----- Data for this task

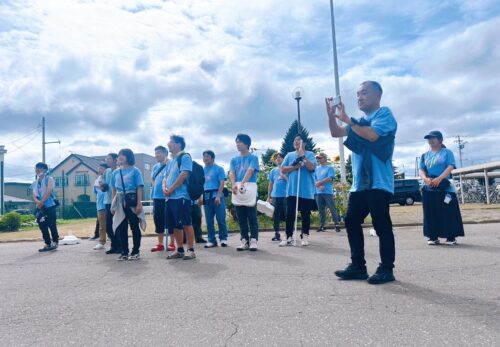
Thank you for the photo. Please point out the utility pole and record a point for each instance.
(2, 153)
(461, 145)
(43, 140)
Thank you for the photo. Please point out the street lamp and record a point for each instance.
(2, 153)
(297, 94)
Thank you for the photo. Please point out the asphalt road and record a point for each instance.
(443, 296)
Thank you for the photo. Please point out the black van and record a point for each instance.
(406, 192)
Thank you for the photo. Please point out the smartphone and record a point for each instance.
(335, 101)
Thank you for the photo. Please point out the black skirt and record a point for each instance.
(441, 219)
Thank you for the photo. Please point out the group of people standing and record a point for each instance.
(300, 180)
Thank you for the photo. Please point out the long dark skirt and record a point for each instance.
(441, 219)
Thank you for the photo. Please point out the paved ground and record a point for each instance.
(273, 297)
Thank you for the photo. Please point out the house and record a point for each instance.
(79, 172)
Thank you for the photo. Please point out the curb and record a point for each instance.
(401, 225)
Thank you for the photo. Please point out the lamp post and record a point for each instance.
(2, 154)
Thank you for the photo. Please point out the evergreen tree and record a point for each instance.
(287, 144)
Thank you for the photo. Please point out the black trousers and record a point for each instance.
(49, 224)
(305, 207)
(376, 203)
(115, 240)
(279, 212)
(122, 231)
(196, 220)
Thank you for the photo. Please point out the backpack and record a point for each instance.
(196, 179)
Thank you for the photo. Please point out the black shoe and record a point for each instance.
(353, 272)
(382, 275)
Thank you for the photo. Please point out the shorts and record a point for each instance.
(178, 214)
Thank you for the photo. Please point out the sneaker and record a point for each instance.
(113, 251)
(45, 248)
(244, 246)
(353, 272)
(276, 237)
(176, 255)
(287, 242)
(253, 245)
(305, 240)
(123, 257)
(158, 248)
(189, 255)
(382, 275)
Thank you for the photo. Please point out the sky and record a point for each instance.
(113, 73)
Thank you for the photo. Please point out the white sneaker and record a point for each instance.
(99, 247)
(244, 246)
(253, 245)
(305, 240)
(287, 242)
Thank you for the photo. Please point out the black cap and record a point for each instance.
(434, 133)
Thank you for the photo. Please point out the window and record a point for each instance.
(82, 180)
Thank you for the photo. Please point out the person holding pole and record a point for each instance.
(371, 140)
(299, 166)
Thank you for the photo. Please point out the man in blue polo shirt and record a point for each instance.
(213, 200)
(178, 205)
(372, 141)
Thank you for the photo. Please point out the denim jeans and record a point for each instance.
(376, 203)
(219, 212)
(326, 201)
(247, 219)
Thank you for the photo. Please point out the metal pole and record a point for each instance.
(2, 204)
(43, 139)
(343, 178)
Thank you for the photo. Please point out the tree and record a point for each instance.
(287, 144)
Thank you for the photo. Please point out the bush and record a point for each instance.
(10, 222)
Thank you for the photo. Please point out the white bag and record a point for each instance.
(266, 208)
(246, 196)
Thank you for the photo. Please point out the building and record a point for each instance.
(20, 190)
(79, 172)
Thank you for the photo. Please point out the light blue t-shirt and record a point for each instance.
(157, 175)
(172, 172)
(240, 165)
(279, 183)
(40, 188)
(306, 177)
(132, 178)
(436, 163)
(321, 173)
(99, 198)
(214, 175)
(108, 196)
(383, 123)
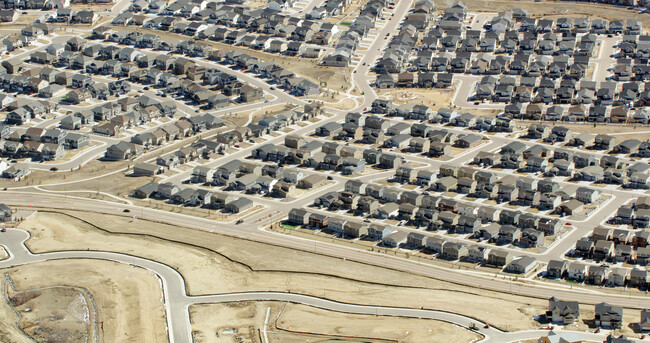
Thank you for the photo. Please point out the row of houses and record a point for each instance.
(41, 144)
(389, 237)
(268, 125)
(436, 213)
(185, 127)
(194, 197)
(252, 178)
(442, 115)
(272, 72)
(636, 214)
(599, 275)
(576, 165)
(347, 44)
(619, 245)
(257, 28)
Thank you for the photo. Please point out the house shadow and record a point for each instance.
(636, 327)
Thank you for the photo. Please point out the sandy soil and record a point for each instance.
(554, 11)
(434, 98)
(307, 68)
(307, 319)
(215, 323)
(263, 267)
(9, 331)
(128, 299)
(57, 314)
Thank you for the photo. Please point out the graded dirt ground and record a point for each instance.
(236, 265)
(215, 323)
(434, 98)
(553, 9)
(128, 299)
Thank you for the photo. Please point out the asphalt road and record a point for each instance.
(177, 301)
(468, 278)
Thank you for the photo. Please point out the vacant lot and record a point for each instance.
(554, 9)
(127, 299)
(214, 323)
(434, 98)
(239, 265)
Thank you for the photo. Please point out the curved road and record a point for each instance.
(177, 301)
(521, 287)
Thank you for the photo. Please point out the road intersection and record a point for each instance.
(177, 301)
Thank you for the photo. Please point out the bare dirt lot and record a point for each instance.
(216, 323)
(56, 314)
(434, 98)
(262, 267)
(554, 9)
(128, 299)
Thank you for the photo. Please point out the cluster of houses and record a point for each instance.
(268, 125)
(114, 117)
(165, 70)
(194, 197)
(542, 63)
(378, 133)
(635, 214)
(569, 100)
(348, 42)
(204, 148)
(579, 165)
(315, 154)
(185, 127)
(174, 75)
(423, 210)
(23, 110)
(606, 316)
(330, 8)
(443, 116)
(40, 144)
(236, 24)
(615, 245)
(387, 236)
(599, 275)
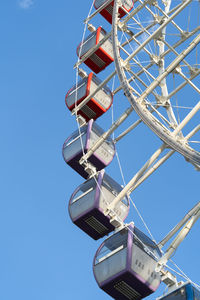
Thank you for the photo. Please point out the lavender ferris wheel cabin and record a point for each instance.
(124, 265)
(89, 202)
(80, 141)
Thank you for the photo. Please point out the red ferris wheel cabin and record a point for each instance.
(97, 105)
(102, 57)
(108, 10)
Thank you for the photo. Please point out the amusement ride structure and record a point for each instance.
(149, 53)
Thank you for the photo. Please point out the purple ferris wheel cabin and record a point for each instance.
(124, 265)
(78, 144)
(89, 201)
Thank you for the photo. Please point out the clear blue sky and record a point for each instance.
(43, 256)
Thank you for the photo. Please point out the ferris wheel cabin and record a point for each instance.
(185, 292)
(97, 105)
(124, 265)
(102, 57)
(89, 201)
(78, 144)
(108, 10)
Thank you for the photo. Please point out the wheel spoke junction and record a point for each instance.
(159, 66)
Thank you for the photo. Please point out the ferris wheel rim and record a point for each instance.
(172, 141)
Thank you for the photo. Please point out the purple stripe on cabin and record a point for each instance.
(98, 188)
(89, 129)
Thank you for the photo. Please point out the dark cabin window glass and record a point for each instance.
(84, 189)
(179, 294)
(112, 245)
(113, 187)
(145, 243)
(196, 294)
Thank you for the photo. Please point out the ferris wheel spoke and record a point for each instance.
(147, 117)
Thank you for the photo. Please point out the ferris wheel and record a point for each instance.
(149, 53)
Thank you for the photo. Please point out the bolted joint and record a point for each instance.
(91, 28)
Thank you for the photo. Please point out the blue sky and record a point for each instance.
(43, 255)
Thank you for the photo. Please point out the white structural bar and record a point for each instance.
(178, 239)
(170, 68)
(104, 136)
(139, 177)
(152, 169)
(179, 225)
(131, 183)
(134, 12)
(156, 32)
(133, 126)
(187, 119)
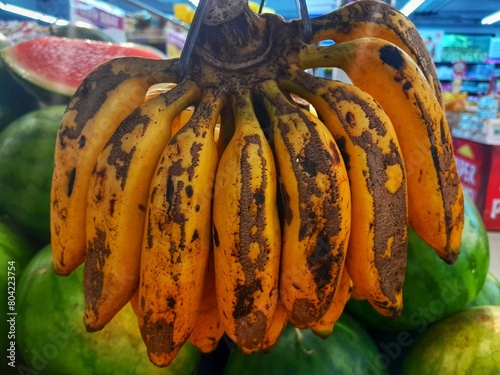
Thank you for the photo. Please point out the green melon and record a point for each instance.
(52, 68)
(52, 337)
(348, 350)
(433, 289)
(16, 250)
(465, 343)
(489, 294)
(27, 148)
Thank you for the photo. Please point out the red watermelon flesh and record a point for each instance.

----------

Reproduce the data with every "record a point" swapped for "mark a point" and nothing else altered. Leave out the pictures.

Thank you for the photo. Please point out the utility pole and mark a point for each instance.
(2, 153)
(461, 145)
(43, 140)
Thank you for the photo. Please point out the street lamp and mark a point for each instance.
(2, 153)
(297, 94)
Thank you for the photo. Please point out the asphalt road and mark a point for each instance.
(443, 296)
Thank you for the photo. Please point out the black van and mark a point for each instance.
(406, 192)
Thank you for the photo. Please point out the smartphone and mark a point for each instance.
(335, 101)
Thank you for the photo. Please point out the black skirt and mark a point for each instance.
(441, 219)
Thank you for the photo. Please point out the group of people standing and mark a point for each instance.
(300, 180)
Thank you for the photo. Please point out the long dark skirt and mark a point for each instance.
(441, 219)
Thank you for the photo. Please point out the paved ground and mark a point for each instance.
(273, 297)
Thank you for the photo. Please point out the house and mark a point for each instance.
(79, 172)
Thank you for the photo. Please point out the curb and mark a point for each instance.
(401, 225)
Thank you for the photo. Please point out the lamp post and mark a point for each instance.
(2, 154)
Thank you for the photo. Please point out the evergreen tree and mark a point for each instance.
(287, 144)
Thank you for the photo. Please point out the black trousers and mark a point for each instance.
(49, 224)
(305, 207)
(376, 203)
(115, 240)
(279, 212)
(122, 231)
(196, 220)
Thank you for the photo. Please point out the backpack and mark a point for each instance.
(196, 179)
Thank you for the photo. Please point out the black shoe and mark a point for each instance.
(353, 272)
(382, 275)
Thank you for the photo. Please point out the shorts and mark a point for each instance.
(178, 214)
Thank you for the photo. Please point out the sneaker and mark a point for each instance.
(113, 251)
(45, 248)
(244, 246)
(353, 272)
(276, 237)
(176, 255)
(287, 242)
(253, 245)
(305, 240)
(123, 257)
(158, 248)
(189, 255)
(382, 275)
Thank you for the photo. Please point out the sky and mark a point for each instance.
(113, 73)
Thank you for the photo. Please point out the white sneaker and mark a point for each instance.
(99, 247)
(244, 246)
(253, 245)
(305, 240)
(287, 242)
Thank you for the photo. Please point out the black cap and mark a point for each instance.
(434, 133)
Thank you for the photo. Please point out the window and mark a point for each instance.
(82, 180)
Thank you for the photo. Please point out the person holding pole and mark a point for each instance.
(371, 140)
(299, 166)
Thank you for the photo. Please point out the man in blue polo shirt and mark a point for each instance.
(213, 200)
(178, 205)
(372, 141)
Thank you for the photo. Please point out the denim jeans and mark a point for each instance.
(376, 203)
(219, 212)
(326, 201)
(247, 219)
Thank you for the photo. Please point out the metal pole and mark a point for each instance.
(2, 204)
(43, 139)
(343, 178)
Thank you for the photo. Please point out the tree and mark a point for each instance.
(287, 144)
Thank you for the photo. Please point out the bush and mark a point for each instance.
(10, 222)
Thank you for the photo. Please point out the white bag and mark a point for each instance.
(266, 208)
(246, 196)
Thank you for the photo. Please point out the building and mark a point for each instance.
(20, 190)
(79, 172)
Thank you for the photo. Please point out the light blue t-shirt and mark a point for each instance.
(157, 175)
(172, 172)
(240, 165)
(279, 183)
(40, 188)
(306, 177)
(132, 178)
(436, 163)
(321, 173)
(99, 198)
(214, 175)
(108, 196)
(383, 123)
Thank you for the photo. Please point out the row of houses and mark a point for each instance.
(41, 144)
(389, 237)
(268, 125)
(436, 213)
(185, 127)
(194, 197)
(252, 178)
(442, 115)
(272, 72)
(636, 214)
(599, 275)
(576, 165)
(347, 44)
(619, 245)
(257, 28)
Thank you for the photo. Please point out the house shadow and mark a point for each instance.
(636, 327)
Thank you for the photo. Please point out the sandy soil and mark a point for each instance.
(554, 11)
(434, 98)
(307, 68)
(307, 319)
(215, 323)
(263, 267)
(9, 331)
(128, 299)
(57, 314)
Thank you for the photo. Please point out the graded dirt ground and mark a point for each instance.
(236, 265)
(215, 323)
(434, 98)
(553, 9)
(128, 299)
Thank you for the photo. Please point out the asphalt road and mark a point for each instance.
(177, 301)
(468, 278)
Thank you for the photo. Please point out the vacant lot and mark a point for each instance.
(554, 9)
(127, 299)
(214, 323)
(434, 98)
(239, 265)
Thank you for the photo. Please point out the curved road and mark a point for each instance.
(177, 301)
(521, 287)
Thank you for the photo. Please point out the road intersection and mark a point for each instance.
(177, 301)
Thank you for the photo. Please point out the bare dirt lot and mark a point for each instance.
(216, 323)
(56, 314)
(434, 98)
(262, 267)
(554, 9)
(128, 299)
Thank you for the photo. Please point out the cluster of houses and mark a point for each instance.
(268, 125)
(114, 117)
(165, 70)
(194, 197)
(542, 63)
(378, 133)
(635, 214)
(569, 100)
(348, 42)
(204, 148)
(579, 165)
(315, 154)
(185, 127)
(174, 75)
(423, 210)
(23, 110)
(606, 316)
(330, 8)
(443, 116)
(40, 144)
(236, 24)
(615, 245)
(387, 236)
(599, 275)
Thank you for the photo. Please point out the lavender ferris wheel cabin and mark a point for each instance.
(124, 265)
(89, 202)
(80, 141)
Thank you for the photo. Please point out the red ferris wheel cabin and mark a point for each instance.
(97, 105)
(102, 57)
(108, 10)
Thank you for the photo. Please point out the amusement ride structure and mark a point for each instance.
(149, 53)
Thank you for the photo. Please point out the purple ferris wheel cabin and mark a point for each instance.
(124, 265)
(78, 144)
(89, 201)
Thank you for the photo. Please point out the clear blue sky and mark a point for each instance.
(43, 256)
Thank you for the photo. Please point out the ferris wheel cabin and mark a point for each instance.
(185, 292)
(97, 105)
(124, 265)
(102, 57)
(89, 201)
(78, 144)
(108, 10)
Thank you for the photo. Please point out the wheel spoke junction and mark a point for each instance.
(159, 66)
Thank you for the photo. Please point out the ferris wheel rim and mark a point for each instance.
(172, 141)
Thank you for the photo. Please point out the purple stripe on cabin and mark a point for each instance.
(98, 188)
(89, 129)
Thank you for the photo. Please point out the dark cabin window glass and mark a point for each instance.
(84, 189)
(179, 294)
(112, 245)
(113, 187)
(145, 243)
(196, 294)
Thank you for the photo. Please point out the ferris wheel spoke and mark a point for each instance.
(147, 117)
Thank you for the photo. Please point out the ferris wheel and mark a point for each instance.
(149, 53)
Thank you for the photo. Please point out the bolted joint and mark a point for each instance.
(91, 28)
Thank you for the photo. Please point out the blue sky and mark a point for each instance.
(43, 255)
Thank you for the photo. Please point out the white structural bar and mark a point for each instance.
(178, 239)
(170, 68)
(104, 136)
(139, 177)
(152, 169)
(179, 225)
(131, 183)
(134, 12)
(156, 32)
(133, 126)
(187, 119)
Thank you for the photo. Please point out the green melon and mark a point for each instance.
(52, 68)
(52, 337)
(348, 350)
(433, 289)
(16, 250)
(465, 343)
(489, 294)
(27, 148)
Thank you for the photo. Please point out the red watermelon flesh and mark a point for each instance.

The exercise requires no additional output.